BEGIN STORED DATA

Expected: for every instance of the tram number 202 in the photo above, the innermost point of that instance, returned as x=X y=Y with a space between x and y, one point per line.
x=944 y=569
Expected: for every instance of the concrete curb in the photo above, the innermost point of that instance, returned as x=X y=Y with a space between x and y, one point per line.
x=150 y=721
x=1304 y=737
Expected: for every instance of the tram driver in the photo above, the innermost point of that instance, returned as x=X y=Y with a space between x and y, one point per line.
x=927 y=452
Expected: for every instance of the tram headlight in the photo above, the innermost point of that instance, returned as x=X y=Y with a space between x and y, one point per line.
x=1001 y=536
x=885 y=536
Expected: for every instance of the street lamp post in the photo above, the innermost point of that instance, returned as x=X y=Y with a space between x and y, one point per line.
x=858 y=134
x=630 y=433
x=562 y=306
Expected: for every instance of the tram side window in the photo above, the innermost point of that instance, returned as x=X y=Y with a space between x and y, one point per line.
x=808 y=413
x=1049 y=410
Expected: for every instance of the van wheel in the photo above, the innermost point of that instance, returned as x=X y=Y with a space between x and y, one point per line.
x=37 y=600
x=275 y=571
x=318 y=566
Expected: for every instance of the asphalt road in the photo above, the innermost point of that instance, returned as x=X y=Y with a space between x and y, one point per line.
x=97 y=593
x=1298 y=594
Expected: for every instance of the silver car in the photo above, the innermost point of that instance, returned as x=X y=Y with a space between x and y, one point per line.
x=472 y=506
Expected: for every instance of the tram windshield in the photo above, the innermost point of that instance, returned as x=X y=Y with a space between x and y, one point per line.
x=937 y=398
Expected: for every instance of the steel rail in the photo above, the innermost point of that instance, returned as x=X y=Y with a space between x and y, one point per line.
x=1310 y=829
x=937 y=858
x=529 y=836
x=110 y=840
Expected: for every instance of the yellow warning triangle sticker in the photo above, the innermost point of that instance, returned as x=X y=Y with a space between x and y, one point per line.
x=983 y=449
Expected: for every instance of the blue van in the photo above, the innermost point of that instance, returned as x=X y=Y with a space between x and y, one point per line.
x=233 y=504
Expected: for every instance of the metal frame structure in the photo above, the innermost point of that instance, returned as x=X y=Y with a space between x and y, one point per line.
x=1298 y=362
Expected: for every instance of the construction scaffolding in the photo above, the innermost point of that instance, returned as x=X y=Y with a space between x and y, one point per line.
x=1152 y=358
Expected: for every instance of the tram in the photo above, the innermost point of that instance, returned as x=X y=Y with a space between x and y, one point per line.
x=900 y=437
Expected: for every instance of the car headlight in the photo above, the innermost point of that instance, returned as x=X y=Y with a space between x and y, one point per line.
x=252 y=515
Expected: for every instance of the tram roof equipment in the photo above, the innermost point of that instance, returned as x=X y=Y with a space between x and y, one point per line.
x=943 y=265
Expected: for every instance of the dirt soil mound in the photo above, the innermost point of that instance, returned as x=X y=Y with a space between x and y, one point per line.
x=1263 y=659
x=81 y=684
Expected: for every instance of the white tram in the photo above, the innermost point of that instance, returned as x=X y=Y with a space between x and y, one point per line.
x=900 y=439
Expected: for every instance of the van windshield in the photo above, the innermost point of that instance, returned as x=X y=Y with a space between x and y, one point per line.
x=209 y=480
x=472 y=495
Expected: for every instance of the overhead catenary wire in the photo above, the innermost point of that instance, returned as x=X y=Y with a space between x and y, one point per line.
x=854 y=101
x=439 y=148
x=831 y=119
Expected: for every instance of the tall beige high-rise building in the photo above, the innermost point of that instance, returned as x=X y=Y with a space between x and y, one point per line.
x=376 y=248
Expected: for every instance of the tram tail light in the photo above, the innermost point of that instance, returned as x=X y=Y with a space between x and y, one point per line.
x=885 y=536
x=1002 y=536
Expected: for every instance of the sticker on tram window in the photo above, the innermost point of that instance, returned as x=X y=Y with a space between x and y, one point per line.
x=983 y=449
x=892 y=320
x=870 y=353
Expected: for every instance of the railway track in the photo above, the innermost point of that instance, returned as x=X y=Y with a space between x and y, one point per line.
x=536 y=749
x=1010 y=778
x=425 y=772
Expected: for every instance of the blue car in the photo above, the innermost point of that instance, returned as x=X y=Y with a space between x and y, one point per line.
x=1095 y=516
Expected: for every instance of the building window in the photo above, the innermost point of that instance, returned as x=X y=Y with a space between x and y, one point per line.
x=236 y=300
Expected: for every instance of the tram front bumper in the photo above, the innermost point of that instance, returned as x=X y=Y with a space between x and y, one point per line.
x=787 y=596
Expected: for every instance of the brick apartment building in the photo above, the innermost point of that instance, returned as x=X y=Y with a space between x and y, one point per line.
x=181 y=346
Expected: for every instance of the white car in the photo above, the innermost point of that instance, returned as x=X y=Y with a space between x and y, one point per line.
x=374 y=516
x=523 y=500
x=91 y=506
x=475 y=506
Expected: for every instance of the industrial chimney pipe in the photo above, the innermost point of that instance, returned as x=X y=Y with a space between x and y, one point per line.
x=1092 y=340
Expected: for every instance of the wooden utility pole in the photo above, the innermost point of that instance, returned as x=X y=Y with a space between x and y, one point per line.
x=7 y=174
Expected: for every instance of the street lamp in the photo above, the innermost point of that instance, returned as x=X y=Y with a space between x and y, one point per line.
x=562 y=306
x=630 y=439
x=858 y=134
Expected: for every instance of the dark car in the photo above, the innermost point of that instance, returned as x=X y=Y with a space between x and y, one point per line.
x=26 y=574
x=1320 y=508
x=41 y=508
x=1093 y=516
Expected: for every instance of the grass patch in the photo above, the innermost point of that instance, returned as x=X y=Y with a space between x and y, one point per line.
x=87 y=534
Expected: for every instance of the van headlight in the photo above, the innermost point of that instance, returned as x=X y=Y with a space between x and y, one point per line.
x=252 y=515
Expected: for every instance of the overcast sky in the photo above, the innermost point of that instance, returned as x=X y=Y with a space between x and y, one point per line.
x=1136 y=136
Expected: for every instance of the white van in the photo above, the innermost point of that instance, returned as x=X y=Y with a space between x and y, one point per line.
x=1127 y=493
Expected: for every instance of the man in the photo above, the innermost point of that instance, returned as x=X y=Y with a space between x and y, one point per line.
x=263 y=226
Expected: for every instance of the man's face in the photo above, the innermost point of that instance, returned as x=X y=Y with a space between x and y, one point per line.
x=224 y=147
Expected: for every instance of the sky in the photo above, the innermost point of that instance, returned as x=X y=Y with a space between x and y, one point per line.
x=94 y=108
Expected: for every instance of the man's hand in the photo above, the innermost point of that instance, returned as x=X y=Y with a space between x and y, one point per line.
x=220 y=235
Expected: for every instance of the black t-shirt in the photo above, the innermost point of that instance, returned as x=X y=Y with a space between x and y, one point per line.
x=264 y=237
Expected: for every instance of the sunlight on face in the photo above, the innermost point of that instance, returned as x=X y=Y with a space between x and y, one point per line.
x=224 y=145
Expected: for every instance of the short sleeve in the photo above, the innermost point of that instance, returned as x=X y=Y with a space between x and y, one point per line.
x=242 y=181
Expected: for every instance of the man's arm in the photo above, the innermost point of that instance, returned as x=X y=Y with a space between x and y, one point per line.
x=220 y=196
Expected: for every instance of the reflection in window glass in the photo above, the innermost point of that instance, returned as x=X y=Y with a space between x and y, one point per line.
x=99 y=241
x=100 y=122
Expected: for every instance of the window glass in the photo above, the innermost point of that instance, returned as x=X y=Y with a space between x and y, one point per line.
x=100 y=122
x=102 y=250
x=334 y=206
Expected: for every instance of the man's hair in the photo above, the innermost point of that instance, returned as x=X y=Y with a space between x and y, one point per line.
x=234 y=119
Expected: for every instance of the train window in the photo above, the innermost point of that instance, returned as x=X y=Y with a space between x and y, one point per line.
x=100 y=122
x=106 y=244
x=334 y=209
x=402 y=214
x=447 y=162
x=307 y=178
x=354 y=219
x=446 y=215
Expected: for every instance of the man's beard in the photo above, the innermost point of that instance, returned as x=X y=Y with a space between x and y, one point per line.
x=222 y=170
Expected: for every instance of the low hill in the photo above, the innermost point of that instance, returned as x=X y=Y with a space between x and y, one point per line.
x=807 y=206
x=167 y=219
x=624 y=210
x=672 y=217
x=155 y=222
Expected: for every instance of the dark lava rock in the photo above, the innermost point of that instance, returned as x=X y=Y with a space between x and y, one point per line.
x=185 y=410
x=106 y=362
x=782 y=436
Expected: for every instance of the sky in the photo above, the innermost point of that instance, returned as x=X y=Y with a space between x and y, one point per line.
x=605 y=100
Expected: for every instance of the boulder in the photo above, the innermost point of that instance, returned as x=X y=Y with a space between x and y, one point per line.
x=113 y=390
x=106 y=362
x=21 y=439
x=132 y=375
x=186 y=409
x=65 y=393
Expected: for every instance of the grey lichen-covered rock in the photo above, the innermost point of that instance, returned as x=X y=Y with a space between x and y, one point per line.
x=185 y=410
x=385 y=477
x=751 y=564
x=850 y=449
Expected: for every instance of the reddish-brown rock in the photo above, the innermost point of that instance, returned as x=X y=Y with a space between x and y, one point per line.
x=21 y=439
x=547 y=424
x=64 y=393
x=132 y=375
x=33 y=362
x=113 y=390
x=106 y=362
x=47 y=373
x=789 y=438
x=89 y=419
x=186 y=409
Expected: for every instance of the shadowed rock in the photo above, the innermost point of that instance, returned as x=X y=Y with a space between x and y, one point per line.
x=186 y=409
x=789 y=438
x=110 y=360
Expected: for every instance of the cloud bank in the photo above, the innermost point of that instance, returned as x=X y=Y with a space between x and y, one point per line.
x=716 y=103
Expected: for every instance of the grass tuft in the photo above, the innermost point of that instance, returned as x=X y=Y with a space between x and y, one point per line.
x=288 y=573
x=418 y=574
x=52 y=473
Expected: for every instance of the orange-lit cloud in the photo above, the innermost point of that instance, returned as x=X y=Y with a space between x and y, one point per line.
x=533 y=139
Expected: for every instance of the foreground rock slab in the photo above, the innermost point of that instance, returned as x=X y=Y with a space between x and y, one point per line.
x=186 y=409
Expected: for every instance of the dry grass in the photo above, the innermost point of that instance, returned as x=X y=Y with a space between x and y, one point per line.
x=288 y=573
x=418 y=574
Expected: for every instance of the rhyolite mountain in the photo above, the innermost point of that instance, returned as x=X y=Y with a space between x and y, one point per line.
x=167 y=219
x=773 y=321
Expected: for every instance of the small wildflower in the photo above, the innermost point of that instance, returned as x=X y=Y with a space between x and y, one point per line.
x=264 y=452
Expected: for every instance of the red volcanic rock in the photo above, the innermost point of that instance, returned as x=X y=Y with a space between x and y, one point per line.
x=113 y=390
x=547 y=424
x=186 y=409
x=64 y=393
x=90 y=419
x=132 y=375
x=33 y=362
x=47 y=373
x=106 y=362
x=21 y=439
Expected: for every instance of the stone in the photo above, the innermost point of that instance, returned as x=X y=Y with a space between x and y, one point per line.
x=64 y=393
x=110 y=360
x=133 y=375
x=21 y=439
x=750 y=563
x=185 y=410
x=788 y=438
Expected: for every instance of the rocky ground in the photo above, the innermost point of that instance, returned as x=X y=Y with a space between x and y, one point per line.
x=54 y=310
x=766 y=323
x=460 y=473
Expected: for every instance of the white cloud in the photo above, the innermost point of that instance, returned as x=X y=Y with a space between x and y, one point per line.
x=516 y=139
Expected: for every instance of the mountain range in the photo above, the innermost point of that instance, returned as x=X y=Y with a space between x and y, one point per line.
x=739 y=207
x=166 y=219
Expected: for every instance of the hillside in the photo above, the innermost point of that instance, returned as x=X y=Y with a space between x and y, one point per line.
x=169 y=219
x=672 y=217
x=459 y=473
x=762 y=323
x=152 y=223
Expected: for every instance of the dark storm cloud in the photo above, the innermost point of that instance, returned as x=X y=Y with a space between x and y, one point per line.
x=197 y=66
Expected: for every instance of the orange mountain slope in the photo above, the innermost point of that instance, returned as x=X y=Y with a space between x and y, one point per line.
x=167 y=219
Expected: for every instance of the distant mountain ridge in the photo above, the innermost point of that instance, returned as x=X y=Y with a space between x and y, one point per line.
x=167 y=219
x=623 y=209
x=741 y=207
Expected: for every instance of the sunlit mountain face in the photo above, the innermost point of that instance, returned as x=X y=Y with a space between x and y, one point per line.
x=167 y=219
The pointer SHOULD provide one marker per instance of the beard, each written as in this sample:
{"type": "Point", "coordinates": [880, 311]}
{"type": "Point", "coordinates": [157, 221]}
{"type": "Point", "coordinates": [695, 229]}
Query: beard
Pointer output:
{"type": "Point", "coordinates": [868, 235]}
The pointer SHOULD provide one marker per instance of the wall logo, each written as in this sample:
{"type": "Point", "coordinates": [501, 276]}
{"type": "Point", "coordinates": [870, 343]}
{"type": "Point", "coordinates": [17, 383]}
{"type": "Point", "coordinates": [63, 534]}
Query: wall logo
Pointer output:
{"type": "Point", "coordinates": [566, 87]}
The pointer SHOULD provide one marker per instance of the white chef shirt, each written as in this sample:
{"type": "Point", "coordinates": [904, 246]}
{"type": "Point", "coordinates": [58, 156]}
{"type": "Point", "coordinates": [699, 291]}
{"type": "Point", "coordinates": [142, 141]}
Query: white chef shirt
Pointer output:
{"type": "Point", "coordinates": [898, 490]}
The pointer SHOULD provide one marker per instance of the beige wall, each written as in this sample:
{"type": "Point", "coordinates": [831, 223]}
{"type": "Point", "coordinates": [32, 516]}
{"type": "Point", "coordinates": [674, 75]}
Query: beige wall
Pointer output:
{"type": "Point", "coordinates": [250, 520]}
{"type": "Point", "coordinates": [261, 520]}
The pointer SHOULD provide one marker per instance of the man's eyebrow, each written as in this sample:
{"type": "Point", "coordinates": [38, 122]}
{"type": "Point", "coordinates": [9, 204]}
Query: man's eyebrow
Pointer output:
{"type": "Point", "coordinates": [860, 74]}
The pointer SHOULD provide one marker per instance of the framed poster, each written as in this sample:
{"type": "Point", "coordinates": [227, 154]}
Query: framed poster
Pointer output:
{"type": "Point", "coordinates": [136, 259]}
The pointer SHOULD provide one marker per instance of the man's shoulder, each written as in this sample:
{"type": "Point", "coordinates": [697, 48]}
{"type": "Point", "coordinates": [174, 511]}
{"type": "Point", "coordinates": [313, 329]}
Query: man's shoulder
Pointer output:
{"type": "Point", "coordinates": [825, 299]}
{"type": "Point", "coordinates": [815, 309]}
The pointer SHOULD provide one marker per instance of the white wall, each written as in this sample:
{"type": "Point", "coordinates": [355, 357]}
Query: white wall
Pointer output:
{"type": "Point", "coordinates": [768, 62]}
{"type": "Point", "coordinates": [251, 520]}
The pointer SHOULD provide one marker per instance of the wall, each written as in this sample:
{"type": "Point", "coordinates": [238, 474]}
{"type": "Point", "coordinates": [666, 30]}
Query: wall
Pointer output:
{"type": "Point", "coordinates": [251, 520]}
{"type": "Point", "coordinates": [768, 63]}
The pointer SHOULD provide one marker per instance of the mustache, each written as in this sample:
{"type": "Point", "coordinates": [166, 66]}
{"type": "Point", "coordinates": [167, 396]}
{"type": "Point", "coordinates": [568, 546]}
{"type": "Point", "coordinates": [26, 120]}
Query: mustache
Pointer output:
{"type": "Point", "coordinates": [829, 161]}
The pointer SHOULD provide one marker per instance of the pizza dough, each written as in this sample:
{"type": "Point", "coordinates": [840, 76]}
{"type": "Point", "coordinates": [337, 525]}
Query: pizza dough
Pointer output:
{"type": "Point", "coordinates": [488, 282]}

END STORED DATA

ABOUT THIS EXERCISE: Reproduce exactly the entries above, limited to the lines from the one with "man's shoulder, each" through the one with "white wall, each", both included.

ANSWER FOR THIS EXERCISE:
The pointer SHOULD provide one marker per instance of the man's shoulder, each written as in this sample:
{"type": "Point", "coordinates": [697, 48]}
{"type": "Point", "coordinates": [174, 511]}
{"type": "Point", "coordinates": [313, 329]}
Query: man's shoulder
Pointer output:
{"type": "Point", "coordinates": [825, 299]}
{"type": "Point", "coordinates": [815, 309]}
The pointer SHOULD provide one marker per instance of the white wall, each written as in this sample:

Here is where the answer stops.